On a trivial note: when did the “ventilation controls to the left of the driver” layout become a thing, and why? I remember that setup during the 70s but never understood when or why it became a fixture, at least on some American cars. Just wondering, since I expected to see the featured car’s dashboard laid out that way and was surprised when it was the more modern design.
I have no childhood memory of these all, as opposed to the Cadillacs I saw now and then, and the Lincolns once in a special while. eBay has one ad that shows the trunk, I see (is that supposed to be a particular bridge in NY or SF?):
Happy dealer photo, also eBay. Is that a dealer with customers to our right, or one customer surrounded by attentive sales staff?
Could be courtesy cars for town notables. Like they mentioned in some Imperial ads in National Geographic. Special invitations to Dr.s
and lawyers and such.
Marketing having your best car driven around town by the “best” people.
Back when this ran before, I have no idea why I wasn’t remembering the 59 Imperial that my Mom’s cousin was driving in the late 60s. Her kids were the same ages as my sister and I and we would go to their house sometimes. It was an odd old car for the time and I forget how they got it, I believe from an elderly relative.
Her husband was an engineer and had no patience for car trouble. The battery was getting weak and on cold mornings she would go out and put a trouble light over the battery for 15 minutes to warm it up so it would start. Because she knew if she told her husband it needed a battery, he was going to insist on dumping it for a new car. But she loved that old Imp even though the family jokingly considered it something of a ghetto cruiser.
I kind of like it, and especially like the space-age tail light treatment.
It definitely looks best in the lighter colors – I don’t like the black one at all (and that’s odd for me, owner of a series of black cars).
The cranberry/maroon one pictured in the comments is just light enough to work well – any darker would be too dark.

MATERIAL SHOWN>
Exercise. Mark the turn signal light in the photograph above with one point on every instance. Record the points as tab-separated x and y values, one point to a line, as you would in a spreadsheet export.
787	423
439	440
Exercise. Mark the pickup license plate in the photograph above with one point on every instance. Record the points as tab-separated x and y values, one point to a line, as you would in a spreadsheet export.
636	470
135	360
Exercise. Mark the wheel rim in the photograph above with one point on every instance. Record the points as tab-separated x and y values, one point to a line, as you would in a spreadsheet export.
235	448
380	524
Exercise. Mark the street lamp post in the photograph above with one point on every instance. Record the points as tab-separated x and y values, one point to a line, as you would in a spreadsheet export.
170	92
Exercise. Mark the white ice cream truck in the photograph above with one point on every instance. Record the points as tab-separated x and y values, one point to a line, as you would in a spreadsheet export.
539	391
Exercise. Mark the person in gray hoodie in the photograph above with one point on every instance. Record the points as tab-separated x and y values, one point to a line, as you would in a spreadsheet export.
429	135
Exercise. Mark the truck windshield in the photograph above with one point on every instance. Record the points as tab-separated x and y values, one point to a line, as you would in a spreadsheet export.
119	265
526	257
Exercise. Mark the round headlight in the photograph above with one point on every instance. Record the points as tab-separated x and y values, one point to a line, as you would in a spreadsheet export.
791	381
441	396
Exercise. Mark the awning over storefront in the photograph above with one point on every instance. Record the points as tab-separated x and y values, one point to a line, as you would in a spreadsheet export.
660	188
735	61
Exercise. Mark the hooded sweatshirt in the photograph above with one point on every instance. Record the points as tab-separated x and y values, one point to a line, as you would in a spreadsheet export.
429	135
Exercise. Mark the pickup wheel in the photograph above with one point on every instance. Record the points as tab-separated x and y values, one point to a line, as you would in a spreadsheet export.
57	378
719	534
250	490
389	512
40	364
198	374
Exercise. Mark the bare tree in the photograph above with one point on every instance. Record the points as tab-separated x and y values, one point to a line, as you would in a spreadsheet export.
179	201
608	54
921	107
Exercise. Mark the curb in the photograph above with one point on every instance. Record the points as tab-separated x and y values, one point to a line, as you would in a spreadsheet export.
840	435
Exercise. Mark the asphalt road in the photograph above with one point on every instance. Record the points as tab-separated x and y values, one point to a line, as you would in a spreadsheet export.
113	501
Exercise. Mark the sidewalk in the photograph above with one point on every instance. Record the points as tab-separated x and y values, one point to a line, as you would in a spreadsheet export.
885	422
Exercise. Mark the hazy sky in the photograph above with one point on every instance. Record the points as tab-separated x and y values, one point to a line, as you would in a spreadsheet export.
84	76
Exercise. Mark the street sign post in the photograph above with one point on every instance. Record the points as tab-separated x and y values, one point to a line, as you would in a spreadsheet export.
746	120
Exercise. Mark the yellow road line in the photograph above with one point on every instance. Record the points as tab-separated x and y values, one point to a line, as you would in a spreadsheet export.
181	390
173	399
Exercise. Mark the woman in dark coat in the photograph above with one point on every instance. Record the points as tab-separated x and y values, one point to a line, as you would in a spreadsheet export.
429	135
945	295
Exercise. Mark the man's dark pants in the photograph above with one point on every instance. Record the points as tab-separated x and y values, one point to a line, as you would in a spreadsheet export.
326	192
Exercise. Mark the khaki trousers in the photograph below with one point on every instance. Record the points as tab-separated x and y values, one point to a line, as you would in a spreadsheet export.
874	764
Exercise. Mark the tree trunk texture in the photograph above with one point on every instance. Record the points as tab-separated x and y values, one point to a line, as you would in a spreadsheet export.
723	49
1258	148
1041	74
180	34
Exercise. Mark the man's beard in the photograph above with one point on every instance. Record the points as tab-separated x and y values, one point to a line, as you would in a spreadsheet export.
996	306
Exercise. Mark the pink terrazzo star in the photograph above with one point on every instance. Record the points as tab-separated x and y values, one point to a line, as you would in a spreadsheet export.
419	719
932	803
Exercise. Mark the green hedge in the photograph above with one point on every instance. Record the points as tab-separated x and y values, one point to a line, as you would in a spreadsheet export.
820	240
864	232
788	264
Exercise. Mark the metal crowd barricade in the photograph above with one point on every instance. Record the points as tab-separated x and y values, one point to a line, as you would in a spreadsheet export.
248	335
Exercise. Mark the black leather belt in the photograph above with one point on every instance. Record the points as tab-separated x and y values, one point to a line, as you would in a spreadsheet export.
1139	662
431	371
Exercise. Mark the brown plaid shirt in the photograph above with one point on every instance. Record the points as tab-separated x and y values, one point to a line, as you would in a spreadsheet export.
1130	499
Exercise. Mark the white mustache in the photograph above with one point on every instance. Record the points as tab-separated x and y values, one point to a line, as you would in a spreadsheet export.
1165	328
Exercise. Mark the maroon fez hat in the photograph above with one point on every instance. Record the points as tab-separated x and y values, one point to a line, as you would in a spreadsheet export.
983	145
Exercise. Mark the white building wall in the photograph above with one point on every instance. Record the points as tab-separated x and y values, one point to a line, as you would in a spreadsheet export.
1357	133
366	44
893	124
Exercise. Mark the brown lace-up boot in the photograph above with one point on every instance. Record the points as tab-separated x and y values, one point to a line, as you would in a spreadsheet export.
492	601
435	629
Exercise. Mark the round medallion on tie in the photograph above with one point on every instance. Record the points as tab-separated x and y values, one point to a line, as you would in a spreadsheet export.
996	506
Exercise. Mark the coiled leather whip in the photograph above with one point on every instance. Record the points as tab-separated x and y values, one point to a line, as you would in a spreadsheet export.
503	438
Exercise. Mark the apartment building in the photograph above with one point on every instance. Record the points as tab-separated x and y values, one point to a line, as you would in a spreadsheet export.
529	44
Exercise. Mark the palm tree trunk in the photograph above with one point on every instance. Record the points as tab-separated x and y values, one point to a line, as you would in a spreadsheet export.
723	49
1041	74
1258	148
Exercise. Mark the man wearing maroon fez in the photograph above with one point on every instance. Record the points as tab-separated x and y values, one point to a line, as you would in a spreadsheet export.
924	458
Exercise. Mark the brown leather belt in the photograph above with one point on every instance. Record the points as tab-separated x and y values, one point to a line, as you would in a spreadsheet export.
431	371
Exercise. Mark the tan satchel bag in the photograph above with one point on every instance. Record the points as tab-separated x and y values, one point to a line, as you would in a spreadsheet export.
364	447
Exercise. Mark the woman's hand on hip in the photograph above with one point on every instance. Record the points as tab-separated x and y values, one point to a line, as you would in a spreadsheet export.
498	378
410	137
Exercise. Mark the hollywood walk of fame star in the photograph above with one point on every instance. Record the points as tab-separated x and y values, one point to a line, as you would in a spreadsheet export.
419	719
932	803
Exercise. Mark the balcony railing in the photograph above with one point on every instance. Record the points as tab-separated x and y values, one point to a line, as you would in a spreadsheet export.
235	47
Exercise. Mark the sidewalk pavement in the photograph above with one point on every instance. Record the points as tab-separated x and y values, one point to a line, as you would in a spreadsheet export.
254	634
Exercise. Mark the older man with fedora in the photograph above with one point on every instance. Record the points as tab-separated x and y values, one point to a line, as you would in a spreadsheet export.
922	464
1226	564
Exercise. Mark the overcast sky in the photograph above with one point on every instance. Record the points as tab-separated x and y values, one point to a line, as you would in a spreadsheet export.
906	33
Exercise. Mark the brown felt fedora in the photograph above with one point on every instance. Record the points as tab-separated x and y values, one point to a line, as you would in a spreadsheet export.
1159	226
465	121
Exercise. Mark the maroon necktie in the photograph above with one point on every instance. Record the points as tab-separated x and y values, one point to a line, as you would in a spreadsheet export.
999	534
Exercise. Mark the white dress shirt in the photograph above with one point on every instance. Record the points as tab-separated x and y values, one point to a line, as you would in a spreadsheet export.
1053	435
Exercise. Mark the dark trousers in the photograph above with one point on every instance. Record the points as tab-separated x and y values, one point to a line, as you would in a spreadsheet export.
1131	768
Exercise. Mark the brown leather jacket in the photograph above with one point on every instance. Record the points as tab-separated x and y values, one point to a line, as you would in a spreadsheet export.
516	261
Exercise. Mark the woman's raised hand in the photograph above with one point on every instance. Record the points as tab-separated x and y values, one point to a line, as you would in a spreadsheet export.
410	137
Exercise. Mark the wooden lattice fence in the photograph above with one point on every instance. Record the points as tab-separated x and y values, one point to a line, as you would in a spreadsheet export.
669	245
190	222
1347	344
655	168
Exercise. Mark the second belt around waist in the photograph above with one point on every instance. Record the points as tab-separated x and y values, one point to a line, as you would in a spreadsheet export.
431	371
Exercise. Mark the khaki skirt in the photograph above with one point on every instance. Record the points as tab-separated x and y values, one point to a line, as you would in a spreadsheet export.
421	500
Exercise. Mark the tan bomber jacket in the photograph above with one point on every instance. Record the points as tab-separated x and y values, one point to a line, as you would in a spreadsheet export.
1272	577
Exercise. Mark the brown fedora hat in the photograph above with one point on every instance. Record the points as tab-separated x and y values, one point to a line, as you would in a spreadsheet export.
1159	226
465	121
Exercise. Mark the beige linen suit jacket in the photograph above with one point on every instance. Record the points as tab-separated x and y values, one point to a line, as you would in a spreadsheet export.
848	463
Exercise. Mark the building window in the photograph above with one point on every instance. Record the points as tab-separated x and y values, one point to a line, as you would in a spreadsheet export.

WHAT IS ASKED> Name every car make mentioned in the comment thread. The records don't matter here.

ANSWER FOR THE TASK> Cadillac, Lincoln, Imperial